READING PASSAGE →
Tema Sauffer

Artist Biography:

Tema Stauffer is a photographer based in Brooklyn whose work examines the social, economic and psychological landscape of American spaces. She graduated from Oberlin College in 1995 and received an MFA from the University of Illinois at Chicago in 1998. Her work has been exhibited at Sasha Wolf Gallery, Jen Bekman Gallery and Daniel Cooney Gallery in New York, as well as galleries and institutions nationally and internationally. She currently teaches at Ramapo College and the College of Staten Island and contributes writing on photography to various arts publications. In 2010, she was awarded an AOL 25 for 25 Grant for innovation in the arts. She was a finalist for the Smithsonian National Portrait Gallery’s Outwin Boochever Portrait Competition 2013 and the recipient of the 2012 Women in Photography – LTI/Lightside Individual Project Grant.

Statement:

“Paterson” is a documentary series of street portraits depicting residents of Paterson, New Jersey during the years following the economic crisis in 2008. Paterson is a historic city near the Great Falls of the Passaic River, once prosperous from its mills and silk manufacturing industry. Founded in 1791 by Alexander Hamilton and others and envisioned as the nation’s first planned industrial city, Paterson offered jobs and opportunity to an immigrant labor force in the 19th and early 20th centuries, and it was a stop on the Underground Railroad. The city is the setting of novels by Junot Diaz and John Updike, and has inspired the poetry of William Carlos Williams and Allen Ginsberg, as well as the architectural photography of George Tice. The third largest city in New Jersey, Paterson began to decline economically during the 1960s and 70s, and has continued to face high rates of unemployment since the recession. Downtown Paterson is lined with dollar stores, barbershops, beauty salons, bakeries, bars, churches, temples, and clinics for addicts in recovery. While its downtown streets are bustling, these streets are also a place of visible struggle and desperation. The portraits focus on the self-expression of working-class and economically marginalized Americans of the diverse racial and ethnic groups comprising Paterson’s population. Shot in natural light on the streets with a medium-format camera, each image explores the psychology of an individual who reveals him or herself willingly to the camera’s gaze. The minimal backgrounds suggest the urban environments these subjects occupy; however, these straightforward, realist, and classically composed photographs concentrate on faces and the depth of human experience that is spoken through them. The portraits of the residents of Paterson contribute to a contemporary dialogue about the current economic reality and the experiences of Americans who exist on our ever-widening margins.

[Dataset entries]

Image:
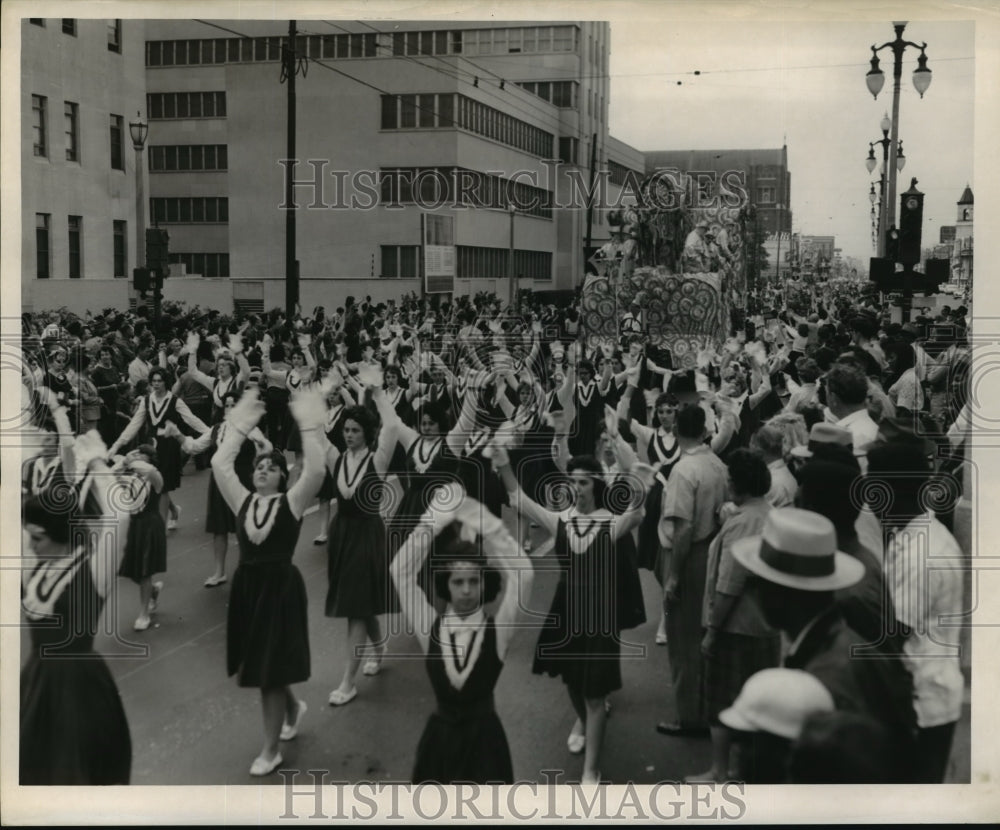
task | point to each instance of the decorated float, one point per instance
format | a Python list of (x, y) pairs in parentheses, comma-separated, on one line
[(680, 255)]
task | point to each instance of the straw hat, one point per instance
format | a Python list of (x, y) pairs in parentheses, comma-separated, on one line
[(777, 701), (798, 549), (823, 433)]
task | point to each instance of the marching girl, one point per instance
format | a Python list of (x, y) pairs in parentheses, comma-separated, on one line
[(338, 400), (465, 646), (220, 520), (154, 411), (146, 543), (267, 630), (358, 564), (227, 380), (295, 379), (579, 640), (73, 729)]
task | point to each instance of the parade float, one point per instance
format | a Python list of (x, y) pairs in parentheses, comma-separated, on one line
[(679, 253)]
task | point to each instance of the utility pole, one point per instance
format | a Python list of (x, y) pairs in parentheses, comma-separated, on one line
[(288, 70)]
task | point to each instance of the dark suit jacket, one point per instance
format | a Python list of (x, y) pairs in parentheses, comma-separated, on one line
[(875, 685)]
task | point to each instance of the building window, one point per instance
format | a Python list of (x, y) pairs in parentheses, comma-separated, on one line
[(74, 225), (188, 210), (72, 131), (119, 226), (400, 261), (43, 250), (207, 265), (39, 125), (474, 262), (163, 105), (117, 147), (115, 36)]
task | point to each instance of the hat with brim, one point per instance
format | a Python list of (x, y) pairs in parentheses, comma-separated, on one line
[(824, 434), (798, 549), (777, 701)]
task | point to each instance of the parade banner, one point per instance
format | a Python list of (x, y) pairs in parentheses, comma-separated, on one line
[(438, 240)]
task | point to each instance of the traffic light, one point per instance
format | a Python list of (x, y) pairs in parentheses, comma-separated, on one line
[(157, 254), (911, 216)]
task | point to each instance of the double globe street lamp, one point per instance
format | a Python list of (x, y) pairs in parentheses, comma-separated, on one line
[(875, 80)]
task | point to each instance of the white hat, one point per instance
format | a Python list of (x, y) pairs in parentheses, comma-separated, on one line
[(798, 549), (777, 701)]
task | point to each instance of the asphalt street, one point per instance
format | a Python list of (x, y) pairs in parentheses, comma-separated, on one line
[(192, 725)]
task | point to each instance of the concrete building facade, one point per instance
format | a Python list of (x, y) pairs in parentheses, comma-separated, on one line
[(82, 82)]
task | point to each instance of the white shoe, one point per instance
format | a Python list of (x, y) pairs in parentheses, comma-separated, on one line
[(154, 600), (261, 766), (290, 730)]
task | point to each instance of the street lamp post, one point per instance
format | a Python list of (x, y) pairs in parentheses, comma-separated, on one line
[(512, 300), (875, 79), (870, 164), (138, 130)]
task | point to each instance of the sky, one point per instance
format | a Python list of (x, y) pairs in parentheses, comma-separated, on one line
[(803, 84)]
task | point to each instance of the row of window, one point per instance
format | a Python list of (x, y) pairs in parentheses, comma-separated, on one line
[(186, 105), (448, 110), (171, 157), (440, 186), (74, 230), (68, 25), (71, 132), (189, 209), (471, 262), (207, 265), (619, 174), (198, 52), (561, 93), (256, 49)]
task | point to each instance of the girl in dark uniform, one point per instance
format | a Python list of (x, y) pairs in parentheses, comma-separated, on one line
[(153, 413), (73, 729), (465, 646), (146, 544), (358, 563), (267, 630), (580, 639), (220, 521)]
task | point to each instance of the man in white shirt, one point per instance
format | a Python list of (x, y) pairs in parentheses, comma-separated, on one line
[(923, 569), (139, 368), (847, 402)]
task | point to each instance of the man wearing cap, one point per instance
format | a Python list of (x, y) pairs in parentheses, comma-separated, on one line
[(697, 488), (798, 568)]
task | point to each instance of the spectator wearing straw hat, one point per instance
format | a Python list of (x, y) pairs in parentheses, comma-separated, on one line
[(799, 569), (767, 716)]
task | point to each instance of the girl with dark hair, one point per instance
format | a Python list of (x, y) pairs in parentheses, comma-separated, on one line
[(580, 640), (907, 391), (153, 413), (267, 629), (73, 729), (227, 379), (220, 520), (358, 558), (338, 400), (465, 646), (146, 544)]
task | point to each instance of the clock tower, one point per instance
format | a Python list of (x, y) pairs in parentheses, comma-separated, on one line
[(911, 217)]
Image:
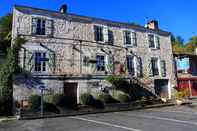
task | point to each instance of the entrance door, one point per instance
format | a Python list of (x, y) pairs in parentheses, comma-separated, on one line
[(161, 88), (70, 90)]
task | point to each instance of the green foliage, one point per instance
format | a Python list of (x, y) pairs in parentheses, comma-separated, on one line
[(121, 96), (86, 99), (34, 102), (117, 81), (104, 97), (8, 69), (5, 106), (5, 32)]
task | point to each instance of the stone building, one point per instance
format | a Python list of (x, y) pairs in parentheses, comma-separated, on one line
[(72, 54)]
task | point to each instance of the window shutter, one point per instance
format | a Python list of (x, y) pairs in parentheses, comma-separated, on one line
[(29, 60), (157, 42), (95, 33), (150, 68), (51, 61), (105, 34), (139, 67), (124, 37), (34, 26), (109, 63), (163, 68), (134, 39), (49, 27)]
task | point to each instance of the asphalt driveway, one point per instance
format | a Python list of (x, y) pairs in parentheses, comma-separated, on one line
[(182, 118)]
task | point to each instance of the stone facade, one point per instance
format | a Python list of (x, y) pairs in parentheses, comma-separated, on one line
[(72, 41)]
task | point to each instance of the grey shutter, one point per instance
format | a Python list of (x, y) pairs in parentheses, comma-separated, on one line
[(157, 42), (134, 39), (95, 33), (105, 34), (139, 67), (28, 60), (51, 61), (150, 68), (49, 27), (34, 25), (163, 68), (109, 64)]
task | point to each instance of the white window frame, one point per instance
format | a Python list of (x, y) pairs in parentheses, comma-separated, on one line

==

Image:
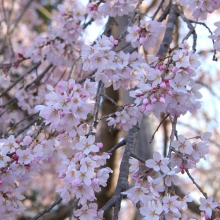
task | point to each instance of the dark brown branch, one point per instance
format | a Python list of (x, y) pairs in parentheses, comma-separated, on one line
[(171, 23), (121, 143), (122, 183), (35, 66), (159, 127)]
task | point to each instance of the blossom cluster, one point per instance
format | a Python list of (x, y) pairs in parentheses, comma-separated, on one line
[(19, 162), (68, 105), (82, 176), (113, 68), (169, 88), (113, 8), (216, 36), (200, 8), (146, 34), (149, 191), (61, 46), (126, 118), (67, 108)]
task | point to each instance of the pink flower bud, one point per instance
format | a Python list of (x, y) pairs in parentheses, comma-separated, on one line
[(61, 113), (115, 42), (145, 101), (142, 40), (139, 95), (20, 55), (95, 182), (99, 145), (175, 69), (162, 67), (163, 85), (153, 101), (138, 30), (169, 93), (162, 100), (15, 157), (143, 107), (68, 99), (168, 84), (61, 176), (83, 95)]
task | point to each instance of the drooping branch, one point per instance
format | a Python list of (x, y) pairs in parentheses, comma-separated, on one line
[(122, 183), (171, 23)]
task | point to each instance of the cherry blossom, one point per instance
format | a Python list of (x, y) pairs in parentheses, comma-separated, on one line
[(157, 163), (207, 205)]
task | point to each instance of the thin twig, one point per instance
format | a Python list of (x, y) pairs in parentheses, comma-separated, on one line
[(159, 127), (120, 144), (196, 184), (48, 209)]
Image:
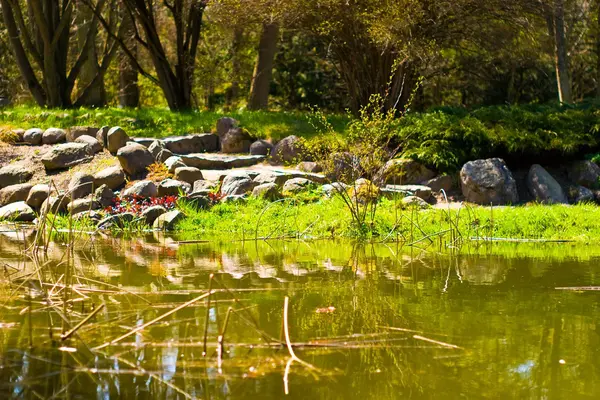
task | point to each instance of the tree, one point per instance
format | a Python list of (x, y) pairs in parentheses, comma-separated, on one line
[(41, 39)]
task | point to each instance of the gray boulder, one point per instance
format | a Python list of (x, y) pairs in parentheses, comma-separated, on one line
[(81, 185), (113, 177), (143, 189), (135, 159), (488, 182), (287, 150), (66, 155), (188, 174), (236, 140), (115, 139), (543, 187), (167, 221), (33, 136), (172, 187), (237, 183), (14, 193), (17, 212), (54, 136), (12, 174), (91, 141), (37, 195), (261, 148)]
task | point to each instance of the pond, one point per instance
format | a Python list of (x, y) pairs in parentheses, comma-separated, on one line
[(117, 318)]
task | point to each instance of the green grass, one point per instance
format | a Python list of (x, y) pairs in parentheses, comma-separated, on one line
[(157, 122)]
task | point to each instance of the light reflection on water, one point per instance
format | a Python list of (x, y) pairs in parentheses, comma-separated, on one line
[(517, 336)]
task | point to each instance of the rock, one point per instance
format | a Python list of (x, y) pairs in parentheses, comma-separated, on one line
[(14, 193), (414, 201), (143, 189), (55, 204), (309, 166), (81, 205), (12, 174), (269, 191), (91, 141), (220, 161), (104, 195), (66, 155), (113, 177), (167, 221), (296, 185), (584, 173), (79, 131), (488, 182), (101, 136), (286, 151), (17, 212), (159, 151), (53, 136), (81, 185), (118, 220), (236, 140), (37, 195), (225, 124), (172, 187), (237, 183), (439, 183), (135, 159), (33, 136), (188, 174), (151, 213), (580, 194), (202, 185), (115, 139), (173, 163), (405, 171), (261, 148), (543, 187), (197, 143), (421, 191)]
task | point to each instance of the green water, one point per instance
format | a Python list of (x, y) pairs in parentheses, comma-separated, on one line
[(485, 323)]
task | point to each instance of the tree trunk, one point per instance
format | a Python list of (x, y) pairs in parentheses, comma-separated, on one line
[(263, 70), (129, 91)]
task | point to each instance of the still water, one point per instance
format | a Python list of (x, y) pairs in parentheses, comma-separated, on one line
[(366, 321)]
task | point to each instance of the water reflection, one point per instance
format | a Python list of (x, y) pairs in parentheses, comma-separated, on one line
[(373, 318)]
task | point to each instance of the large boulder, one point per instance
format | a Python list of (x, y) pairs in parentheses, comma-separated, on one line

REQUIREMENT → Could you write out the artist biography from "Tema Sauffer" up to and including "Individual Project Grant.", renaming "Brooklyn" to "Queens"? These items were drawn from a separate source.

ANSWER BELOW →
Tema Sauffer

Artist Biography:

Tema Stauffer is a photographer based in Queens whose work examines the social, economic and psychological landscape of American spaces. She graduated from Oberlin College in 1995 and received an MFA from the University of Illinois at Chicago in 1998. Her work has been exhibited at Sasha Wolf Gallery, Jen Bekman Gallery and Daniel Cooney Gallery in New York, as well as galleries and institutions nationally and internationally. She currently teaches at Ramapo College and the College of Staten Island and contributes writing on photography to various arts publications. In 2010, she was awarded an AOL 25 for 25 Grant for innovation in the arts. She was a finalist for the Smithsonian National Portrait Gallery’s Outwin Boochever Portrait Competition 2013 and the recipient of the 2012 Women in Photography – LTI/Lightside Individual Project Grant.